>> begin GIVEN INFORMATION

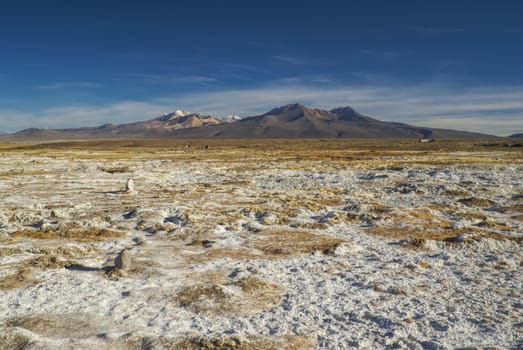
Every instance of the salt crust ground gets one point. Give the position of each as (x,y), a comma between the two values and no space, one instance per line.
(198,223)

>> end GIVEN INFORMATION
>> begin GIVEN INFORMATION

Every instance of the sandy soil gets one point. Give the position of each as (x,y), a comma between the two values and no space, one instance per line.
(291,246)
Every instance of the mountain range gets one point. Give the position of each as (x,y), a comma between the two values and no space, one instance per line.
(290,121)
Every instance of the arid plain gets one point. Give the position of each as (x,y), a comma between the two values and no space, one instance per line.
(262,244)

>> end GIVEN INFORMATION

*JOB*
Pick out each line of the material above that contains the word "mountain", and copy those lines.

*ANSWER BELOW*
Every instance of the mountain range gets one point. Give the position of each as (x,y), a comma between the two values and no space, one instance per line.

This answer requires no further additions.